Вообще часто размышляю, что означает союз Пустоты и Блаженства. :Smilie: 

Сколько ни видела тибетских лам - все они совершенно позитивные и открытые люди - способные пошутить и поддержать. Может, это я так просто вижу? Мне кажется - для определения - насколько кто счастлив - надо хоть немножечко быть счастливым самому :Smilie: 

Да и многих буддистов знаю - вполне счастливых людей - Нико, может, ты не имела возможности за ними наблюдать как следует? :Smilie:  Честно говоря - полагаю, что счастливый от медитации человек и человек, выигрывший в лотерею - вовне выражают это счастье совершенно по-разному. Я знаю многих буддистов - на первый взгляд спокойных, нейтральных и равнодушных. А потом при ближайшем знакомстве оказывается - что они очень счастливые люди :Smilie:

----------


## Нико

> Вот тут еще нашла.
> http://gnozis.info/?q=book/export/html/3268
> 
> А так - сорадуюсь, если кто-то стремится достичь Пробуждения не впадая в крайности. 
> 
> По себе могу сказать - что за полтора десятка лет стала намного позитивнее и спокойнее. Меньше желаний и больше удовлетворенности. Больше умения строить нужные причинно-следственные связи или не расстраиваться по поводу того, что не поправить. Больше способность наблюдать свой ум и что в нем происходит - нейтрально, не вовлекаясь. Больше терпимости и понимания других. Больше радости от того, что что-то есть и грусти по поводу того, чего нет. Легче терпеть неудобства и боль.

| ПРЕДСТАВЛЕННЫЕ СТРОКИ |

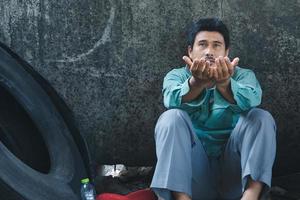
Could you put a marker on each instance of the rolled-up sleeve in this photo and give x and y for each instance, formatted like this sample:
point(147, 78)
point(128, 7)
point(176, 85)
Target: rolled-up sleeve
point(246, 91)
point(175, 86)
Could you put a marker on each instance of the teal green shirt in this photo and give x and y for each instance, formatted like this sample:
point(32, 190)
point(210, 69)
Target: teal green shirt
point(213, 117)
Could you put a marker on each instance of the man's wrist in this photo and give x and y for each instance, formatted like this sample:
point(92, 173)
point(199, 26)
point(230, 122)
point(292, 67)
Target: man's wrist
point(195, 82)
point(224, 84)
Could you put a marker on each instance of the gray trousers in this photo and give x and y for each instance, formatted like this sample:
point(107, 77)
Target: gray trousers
point(183, 165)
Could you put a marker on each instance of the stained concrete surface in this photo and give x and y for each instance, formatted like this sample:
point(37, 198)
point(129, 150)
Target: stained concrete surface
point(107, 60)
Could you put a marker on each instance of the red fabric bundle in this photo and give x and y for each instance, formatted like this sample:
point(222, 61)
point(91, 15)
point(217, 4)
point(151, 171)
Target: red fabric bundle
point(145, 194)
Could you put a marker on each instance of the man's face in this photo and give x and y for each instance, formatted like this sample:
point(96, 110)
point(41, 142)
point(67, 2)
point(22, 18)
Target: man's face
point(209, 45)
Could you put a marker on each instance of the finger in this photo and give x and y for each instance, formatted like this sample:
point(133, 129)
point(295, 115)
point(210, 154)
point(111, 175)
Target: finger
point(188, 61)
point(213, 72)
point(224, 67)
point(206, 69)
point(216, 75)
point(229, 66)
point(219, 68)
point(235, 62)
point(193, 67)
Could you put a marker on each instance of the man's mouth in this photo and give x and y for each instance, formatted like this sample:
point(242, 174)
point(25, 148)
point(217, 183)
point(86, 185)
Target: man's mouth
point(211, 60)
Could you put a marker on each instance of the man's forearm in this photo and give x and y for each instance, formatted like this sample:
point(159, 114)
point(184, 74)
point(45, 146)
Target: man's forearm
point(225, 90)
point(196, 88)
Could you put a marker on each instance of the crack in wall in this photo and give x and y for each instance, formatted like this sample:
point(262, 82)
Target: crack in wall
point(105, 38)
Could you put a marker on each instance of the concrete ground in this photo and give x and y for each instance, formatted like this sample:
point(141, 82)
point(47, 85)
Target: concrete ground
point(127, 180)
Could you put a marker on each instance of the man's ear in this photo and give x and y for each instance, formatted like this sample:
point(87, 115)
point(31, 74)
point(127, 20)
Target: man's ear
point(190, 50)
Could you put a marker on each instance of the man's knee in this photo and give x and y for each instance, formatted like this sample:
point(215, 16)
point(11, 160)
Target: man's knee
point(258, 115)
point(263, 121)
point(172, 117)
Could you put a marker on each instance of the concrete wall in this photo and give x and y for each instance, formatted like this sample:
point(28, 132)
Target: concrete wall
point(107, 59)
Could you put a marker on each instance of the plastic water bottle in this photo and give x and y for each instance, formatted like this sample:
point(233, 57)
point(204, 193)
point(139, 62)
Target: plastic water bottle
point(87, 190)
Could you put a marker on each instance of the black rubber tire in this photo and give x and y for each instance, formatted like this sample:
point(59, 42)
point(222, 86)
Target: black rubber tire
point(42, 136)
point(63, 109)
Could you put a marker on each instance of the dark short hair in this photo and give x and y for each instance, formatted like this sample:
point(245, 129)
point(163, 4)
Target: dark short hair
point(208, 24)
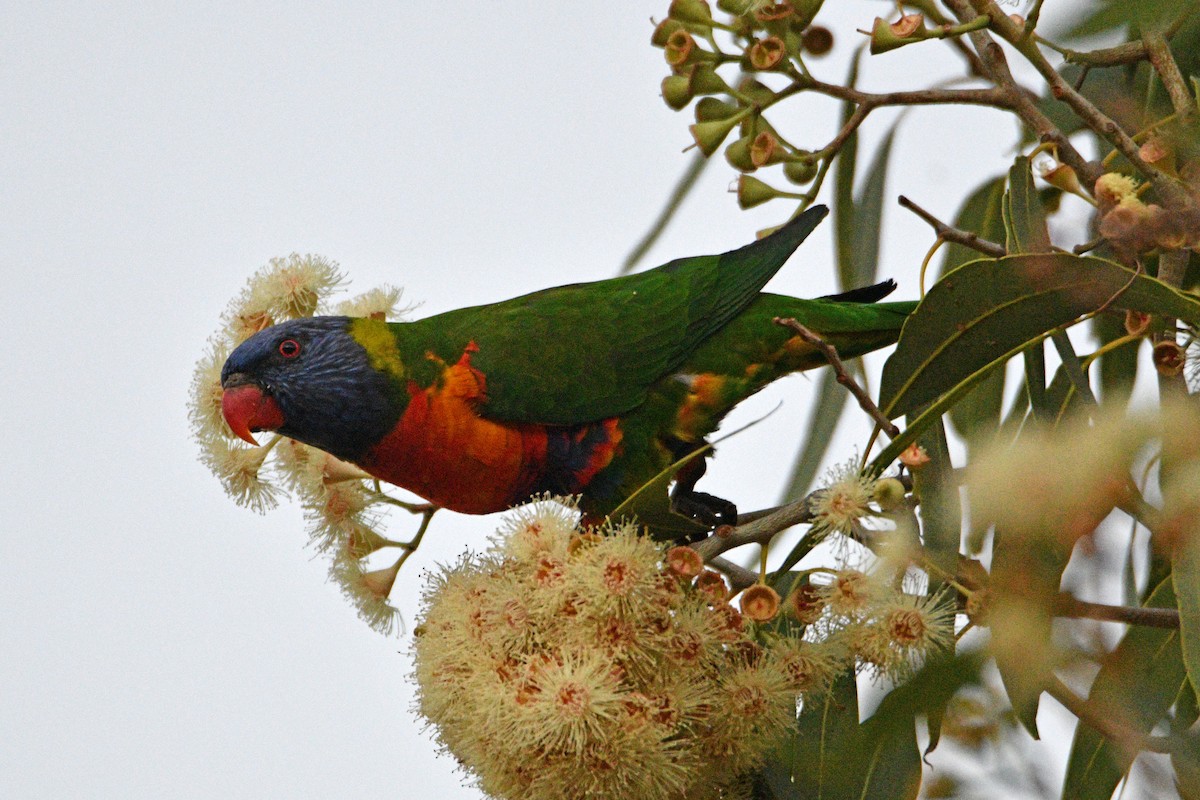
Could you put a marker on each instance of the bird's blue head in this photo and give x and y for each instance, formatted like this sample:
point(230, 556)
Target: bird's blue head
point(311, 380)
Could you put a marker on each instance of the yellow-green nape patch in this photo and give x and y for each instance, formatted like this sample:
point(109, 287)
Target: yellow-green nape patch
point(378, 341)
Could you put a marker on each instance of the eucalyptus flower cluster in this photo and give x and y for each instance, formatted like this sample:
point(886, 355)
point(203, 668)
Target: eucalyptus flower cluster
point(342, 505)
point(595, 662)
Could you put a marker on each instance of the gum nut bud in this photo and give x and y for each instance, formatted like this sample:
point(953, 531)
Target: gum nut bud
point(709, 136)
point(760, 602)
point(712, 585)
point(684, 561)
point(756, 91)
point(767, 54)
point(913, 456)
point(1113, 187)
point(702, 79)
point(907, 25)
point(695, 12)
point(766, 150)
point(1137, 323)
point(816, 40)
point(736, 7)
point(676, 91)
point(663, 31)
point(807, 603)
point(679, 47)
point(738, 155)
point(1063, 176)
point(885, 36)
point(1169, 359)
point(889, 493)
point(1153, 150)
point(801, 170)
point(773, 12)
point(709, 108)
point(753, 192)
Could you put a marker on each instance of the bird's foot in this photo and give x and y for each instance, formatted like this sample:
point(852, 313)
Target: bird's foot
point(705, 509)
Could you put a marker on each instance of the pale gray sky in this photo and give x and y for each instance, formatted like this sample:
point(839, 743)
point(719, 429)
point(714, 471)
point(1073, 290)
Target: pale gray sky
point(159, 641)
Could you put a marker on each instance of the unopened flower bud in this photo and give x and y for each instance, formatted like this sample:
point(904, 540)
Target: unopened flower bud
point(709, 134)
point(738, 155)
point(1155, 150)
point(695, 12)
point(753, 192)
point(767, 54)
point(709, 109)
point(682, 48)
point(1137, 323)
point(773, 12)
point(913, 457)
point(816, 40)
point(889, 493)
point(807, 603)
point(1169, 359)
point(684, 561)
point(766, 150)
point(703, 79)
point(760, 602)
point(663, 31)
point(712, 585)
point(1062, 176)
point(736, 7)
point(676, 91)
point(1113, 187)
point(888, 36)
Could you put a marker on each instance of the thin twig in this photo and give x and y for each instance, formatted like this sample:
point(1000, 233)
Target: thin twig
point(955, 235)
point(1107, 723)
point(1145, 615)
point(759, 531)
point(739, 577)
point(844, 377)
point(1161, 58)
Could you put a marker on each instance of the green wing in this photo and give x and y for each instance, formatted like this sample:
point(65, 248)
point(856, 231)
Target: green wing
point(592, 350)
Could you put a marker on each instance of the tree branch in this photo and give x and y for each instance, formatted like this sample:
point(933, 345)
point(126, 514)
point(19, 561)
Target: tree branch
point(951, 234)
point(844, 377)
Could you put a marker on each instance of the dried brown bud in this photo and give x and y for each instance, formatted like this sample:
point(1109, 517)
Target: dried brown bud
point(913, 457)
point(760, 602)
point(774, 12)
point(684, 561)
point(766, 150)
point(1137, 323)
point(816, 40)
point(712, 585)
point(1169, 359)
point(805, 603)
point(767, 53)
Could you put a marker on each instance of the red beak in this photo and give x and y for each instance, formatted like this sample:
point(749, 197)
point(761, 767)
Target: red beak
point(246, 409)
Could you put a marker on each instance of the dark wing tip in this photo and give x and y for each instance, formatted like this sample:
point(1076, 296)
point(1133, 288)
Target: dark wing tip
point(864, 294)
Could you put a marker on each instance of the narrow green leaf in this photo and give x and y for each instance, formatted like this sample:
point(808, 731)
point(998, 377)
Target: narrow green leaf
point(845, 215)
point(1035, 358)
point(1025, 218)
point(989, 310)
point(1137, 685)
point(1186, 576)
point(822, 422)
point(869, 215)
point(977, 415)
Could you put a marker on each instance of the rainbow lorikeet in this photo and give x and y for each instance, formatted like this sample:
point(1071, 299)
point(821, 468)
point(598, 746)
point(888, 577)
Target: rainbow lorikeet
point(591, 389)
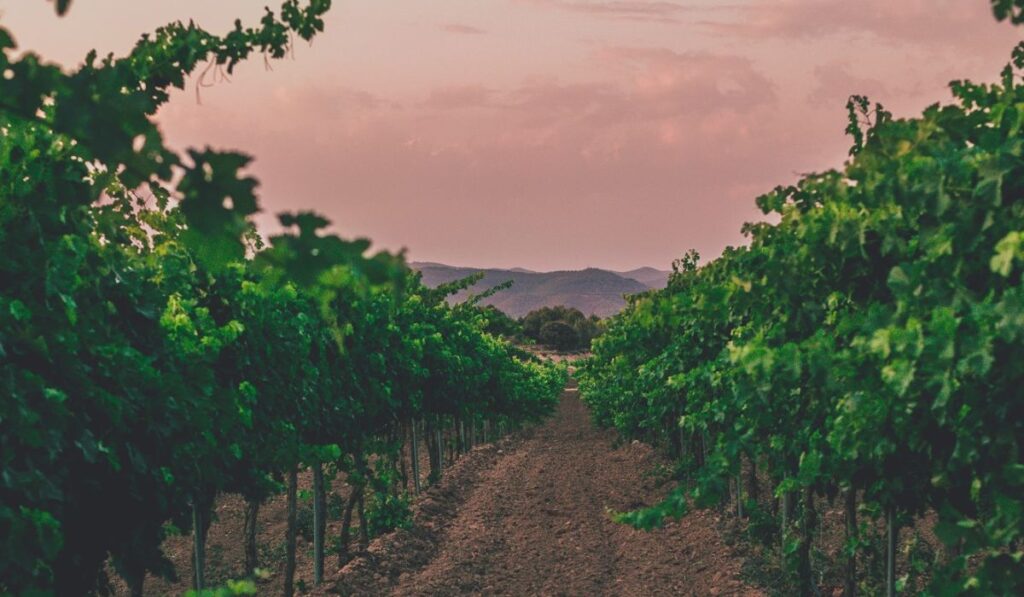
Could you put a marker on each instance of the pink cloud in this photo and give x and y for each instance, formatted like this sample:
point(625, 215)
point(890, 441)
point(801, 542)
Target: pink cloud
point(461, 29)
point(655, 142)
point(918, 22)
point(835, 84)
point(623, 9)
point(459, 96)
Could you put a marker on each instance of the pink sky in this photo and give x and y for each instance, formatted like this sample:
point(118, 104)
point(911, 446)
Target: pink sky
point(548, 133)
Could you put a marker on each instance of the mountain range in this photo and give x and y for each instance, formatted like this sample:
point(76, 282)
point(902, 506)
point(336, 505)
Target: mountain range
point(593, 291)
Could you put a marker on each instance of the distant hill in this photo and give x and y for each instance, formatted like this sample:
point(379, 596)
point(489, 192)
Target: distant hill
point(648, 276)
point(592, 291)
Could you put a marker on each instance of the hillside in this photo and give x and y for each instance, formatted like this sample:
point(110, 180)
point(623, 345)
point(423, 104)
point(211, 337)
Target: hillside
point(593, 291)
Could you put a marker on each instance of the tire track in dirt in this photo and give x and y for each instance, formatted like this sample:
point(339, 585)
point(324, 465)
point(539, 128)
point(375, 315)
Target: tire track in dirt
point(537, 524)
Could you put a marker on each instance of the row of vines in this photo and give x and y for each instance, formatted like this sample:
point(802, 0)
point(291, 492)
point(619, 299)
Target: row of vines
point(156, 352)
point(864, 349)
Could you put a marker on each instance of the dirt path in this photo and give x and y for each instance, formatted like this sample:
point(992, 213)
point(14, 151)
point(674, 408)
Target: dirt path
point(535, 522)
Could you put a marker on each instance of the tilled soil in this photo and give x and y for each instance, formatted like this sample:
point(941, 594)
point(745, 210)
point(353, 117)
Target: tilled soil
point(530, 517)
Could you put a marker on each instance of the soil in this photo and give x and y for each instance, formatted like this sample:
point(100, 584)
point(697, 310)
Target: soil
point(529, 516)
point(525, 515)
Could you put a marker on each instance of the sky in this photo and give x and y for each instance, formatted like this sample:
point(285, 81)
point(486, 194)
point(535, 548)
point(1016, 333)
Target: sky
point(547, 134)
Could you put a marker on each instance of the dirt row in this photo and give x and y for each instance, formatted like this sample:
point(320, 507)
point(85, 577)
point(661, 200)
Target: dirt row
point(529, 516)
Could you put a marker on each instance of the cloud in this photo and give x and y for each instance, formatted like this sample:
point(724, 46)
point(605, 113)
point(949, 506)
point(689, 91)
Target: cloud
point(461, 29)
point(622, 9)
point(919, 22)
point(658, 148)
point(459, 96)
point(835, 84)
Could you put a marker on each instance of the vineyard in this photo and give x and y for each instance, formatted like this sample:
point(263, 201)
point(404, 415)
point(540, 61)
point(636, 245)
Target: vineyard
point(861, 353)
point(156, 353)
point(864, 346)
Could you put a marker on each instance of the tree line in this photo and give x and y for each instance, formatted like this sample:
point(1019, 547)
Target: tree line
point(864, 346)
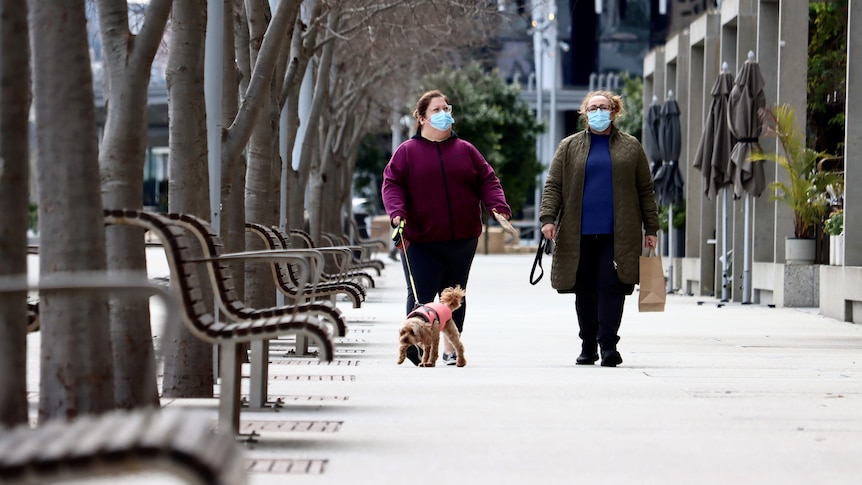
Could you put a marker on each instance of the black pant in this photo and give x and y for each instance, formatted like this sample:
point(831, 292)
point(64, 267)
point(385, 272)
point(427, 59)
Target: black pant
point(599, 293)
point(436, 266)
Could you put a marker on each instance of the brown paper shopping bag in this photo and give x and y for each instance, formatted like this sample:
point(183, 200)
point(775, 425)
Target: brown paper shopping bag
point(653, 293)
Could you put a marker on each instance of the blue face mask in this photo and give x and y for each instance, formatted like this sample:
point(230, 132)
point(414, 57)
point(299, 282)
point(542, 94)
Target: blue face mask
point(599, 119)
point(442, 120)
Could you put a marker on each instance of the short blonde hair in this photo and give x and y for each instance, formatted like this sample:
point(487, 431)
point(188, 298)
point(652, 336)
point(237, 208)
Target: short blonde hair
point(615, 101)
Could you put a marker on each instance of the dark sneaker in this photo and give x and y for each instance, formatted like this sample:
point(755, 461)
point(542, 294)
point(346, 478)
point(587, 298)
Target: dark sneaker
point(587, 358)
point(414, 354)
point(611, 358)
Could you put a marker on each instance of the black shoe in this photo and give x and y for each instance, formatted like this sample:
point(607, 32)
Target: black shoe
point(414, 354)
point(611, 358)
point(587, 358)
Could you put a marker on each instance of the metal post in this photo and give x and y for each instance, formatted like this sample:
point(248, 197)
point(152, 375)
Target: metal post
point(670, 249)
point(213, 65)
point(724, 258)
point(746, 244)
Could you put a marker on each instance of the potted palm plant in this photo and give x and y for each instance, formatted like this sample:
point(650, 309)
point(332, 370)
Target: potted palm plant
point(834, 226)
point(804, 192)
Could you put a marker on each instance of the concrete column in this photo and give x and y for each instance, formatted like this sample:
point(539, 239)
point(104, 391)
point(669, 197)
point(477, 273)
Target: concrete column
point(681, 91)
point(763, 247)
point(792, 90)
point(853, 138)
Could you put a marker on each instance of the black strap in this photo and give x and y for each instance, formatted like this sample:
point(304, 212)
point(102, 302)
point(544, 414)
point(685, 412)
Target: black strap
point(538, 261)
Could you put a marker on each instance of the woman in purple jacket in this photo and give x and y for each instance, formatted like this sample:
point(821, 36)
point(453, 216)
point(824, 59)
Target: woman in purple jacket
point(436, 184)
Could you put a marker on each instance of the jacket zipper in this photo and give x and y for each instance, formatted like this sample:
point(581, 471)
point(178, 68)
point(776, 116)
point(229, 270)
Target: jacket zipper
point(446, 190)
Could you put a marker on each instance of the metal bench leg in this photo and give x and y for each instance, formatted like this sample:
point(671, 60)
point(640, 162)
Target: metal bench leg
point(259, 386)
point(229, 400)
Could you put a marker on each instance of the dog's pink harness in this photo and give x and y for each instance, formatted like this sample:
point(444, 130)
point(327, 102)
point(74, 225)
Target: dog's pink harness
point(441, 313)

| ЗАДАНИЕ |
Переведите на английский язык следующее предложение из статьи: «Сколько ни видела тибетских лам - все они совершенно позитивные и открытые люди - способные пошутить и поддержать.»

| ОТВЕТ НА ЗАДАНИЕ |
No matter how many Tibetan lamas I have seen, they are all completely positive and open people, able to joke and to offer support.